Work item | Would you please return the lines of the material that contain the word "below"?
Start of Block
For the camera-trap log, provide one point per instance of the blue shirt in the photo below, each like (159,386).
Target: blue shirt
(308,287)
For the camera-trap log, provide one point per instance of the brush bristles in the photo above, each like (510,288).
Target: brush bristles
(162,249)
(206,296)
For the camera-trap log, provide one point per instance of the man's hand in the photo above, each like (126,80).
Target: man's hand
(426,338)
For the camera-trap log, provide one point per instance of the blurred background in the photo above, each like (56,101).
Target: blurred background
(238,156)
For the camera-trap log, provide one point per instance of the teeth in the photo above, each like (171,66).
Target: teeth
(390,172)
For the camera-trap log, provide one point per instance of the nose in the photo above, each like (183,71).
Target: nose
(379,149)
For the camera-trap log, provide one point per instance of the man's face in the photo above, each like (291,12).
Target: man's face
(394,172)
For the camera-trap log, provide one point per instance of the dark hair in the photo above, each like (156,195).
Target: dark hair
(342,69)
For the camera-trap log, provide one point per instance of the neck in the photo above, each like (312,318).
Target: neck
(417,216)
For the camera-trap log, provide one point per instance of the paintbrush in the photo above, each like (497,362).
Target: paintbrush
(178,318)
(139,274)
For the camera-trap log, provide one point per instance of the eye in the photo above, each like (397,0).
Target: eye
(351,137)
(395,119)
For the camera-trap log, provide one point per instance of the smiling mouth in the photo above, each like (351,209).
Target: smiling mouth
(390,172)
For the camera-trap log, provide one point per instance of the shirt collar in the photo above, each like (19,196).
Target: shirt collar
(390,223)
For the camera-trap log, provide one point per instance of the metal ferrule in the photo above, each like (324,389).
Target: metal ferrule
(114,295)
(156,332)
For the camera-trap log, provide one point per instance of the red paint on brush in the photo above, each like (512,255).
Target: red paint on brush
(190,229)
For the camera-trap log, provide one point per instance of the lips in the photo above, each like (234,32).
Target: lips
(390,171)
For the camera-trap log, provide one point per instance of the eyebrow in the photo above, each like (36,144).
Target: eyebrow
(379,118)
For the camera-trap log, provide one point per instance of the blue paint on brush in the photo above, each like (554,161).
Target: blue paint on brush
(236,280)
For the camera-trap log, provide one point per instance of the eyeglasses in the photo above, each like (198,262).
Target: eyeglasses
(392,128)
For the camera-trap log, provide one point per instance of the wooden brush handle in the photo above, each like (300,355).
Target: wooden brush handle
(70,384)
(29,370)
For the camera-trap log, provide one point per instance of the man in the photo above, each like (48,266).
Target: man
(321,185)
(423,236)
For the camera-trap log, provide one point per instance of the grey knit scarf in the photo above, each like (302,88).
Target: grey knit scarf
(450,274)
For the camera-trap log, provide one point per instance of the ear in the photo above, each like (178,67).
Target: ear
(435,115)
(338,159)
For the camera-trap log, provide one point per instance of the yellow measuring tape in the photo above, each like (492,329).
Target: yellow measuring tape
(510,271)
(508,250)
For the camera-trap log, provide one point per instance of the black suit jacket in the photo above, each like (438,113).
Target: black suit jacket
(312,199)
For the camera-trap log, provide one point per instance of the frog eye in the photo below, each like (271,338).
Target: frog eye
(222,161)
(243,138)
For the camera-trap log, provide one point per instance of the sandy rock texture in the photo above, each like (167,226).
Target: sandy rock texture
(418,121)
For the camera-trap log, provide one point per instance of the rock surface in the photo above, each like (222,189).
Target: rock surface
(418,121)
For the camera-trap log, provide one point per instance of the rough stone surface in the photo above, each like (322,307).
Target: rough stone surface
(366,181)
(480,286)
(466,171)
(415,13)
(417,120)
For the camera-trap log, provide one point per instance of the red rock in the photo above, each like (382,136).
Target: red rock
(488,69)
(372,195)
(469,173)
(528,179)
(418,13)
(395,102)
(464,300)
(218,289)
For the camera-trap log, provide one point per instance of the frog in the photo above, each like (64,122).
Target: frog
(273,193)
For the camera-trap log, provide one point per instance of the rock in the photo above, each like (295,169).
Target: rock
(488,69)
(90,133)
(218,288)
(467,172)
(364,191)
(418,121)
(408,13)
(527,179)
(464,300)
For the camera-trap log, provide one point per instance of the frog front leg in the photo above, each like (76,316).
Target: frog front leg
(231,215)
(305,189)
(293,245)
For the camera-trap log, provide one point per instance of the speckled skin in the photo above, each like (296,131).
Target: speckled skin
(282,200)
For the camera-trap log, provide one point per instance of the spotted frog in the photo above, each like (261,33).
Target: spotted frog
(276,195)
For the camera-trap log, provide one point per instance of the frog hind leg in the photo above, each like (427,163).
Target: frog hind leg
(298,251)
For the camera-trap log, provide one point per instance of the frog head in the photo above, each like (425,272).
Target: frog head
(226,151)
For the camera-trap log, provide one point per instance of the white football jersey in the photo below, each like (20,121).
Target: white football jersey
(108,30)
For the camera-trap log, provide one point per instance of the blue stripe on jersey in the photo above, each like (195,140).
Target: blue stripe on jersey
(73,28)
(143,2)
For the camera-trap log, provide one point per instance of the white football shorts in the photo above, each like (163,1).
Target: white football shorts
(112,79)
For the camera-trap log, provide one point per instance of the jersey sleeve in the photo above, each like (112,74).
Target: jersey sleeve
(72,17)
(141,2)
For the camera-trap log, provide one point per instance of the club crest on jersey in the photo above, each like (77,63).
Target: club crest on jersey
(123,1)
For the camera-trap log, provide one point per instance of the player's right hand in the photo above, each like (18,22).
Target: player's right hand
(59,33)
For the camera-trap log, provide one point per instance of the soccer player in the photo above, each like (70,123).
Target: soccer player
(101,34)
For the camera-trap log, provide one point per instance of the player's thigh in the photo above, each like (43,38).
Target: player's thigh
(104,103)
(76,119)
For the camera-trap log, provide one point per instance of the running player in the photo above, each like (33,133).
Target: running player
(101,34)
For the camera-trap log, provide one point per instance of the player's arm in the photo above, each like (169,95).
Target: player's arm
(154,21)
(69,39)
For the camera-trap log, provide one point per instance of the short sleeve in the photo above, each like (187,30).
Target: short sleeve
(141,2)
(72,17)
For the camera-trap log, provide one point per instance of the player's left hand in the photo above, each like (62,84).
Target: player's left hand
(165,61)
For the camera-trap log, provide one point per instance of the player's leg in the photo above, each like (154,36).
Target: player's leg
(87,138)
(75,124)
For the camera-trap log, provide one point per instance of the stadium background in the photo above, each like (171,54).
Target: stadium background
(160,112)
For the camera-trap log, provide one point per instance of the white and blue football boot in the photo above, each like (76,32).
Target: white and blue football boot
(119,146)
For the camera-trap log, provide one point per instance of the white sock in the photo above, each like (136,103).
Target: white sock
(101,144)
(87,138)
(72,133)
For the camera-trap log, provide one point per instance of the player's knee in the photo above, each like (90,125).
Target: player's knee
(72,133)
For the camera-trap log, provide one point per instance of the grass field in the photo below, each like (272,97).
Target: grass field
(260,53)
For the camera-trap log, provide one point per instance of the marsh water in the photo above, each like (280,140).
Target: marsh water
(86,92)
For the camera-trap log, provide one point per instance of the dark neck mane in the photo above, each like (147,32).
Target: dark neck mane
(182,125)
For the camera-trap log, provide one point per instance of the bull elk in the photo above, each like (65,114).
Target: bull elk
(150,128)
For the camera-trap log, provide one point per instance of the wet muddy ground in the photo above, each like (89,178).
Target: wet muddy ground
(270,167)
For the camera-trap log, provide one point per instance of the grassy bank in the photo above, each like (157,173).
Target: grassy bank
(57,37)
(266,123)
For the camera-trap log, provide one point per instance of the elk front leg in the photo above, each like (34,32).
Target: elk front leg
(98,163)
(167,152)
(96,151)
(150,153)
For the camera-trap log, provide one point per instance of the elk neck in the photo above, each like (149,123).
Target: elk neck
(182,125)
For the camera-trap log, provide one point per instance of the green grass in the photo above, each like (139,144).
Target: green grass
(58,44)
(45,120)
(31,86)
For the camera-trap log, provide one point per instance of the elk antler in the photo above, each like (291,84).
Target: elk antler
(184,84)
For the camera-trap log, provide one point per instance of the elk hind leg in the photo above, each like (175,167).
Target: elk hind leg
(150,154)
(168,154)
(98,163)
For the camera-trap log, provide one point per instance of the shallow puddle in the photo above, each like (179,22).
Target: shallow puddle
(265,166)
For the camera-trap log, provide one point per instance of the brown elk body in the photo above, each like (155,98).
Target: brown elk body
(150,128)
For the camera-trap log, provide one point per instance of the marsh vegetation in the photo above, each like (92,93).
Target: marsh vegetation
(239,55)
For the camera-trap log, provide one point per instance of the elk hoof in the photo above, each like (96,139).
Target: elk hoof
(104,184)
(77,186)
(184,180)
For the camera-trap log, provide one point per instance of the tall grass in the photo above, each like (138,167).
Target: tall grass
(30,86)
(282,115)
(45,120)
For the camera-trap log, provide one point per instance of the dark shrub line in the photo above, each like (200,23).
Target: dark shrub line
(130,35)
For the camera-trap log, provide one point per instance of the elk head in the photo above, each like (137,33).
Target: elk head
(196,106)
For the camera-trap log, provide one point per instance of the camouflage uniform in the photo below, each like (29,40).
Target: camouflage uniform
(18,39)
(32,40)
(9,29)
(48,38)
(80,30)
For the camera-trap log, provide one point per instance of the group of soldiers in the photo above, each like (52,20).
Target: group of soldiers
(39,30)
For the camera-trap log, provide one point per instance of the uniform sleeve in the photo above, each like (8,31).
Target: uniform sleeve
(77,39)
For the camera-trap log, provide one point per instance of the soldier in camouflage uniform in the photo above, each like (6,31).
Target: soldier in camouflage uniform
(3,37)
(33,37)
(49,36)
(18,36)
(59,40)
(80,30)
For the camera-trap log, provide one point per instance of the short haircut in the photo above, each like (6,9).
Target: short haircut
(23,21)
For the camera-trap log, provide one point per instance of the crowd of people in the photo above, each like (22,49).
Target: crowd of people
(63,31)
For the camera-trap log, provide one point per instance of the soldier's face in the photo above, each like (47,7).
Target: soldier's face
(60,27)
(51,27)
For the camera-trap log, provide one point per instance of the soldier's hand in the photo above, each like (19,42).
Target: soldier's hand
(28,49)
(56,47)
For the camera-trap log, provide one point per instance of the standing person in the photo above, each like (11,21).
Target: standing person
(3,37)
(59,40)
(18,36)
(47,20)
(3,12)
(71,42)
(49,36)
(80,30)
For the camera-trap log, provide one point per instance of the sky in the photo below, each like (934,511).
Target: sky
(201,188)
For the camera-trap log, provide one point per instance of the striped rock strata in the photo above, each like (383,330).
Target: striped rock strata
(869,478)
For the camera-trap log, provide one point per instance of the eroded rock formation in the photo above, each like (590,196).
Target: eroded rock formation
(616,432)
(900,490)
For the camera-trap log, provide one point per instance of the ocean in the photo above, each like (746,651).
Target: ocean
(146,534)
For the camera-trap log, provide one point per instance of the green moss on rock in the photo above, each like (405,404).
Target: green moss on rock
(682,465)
End of Block
Exercise result |
For the camera-trap log, provide one point per instance of the blue shirt in the photo below, each like (159,386).
For the camera-trap log, provide one point per instance of the frog eye in the photo below, each like (271,338).
For the camera-trap log, provide one point per instance of the white football jersey in the photo below, each like (20,121).
For the camera-trap log, provide one point per instance of the grass field in the photo below, each like (272,97).
For the camera-trap log, provide one point per instance of the camouflage uniform in the photo below, each like (29,40).
For the camera-trap log, provide one point per instance of the sky in the photo below, each like (934,511).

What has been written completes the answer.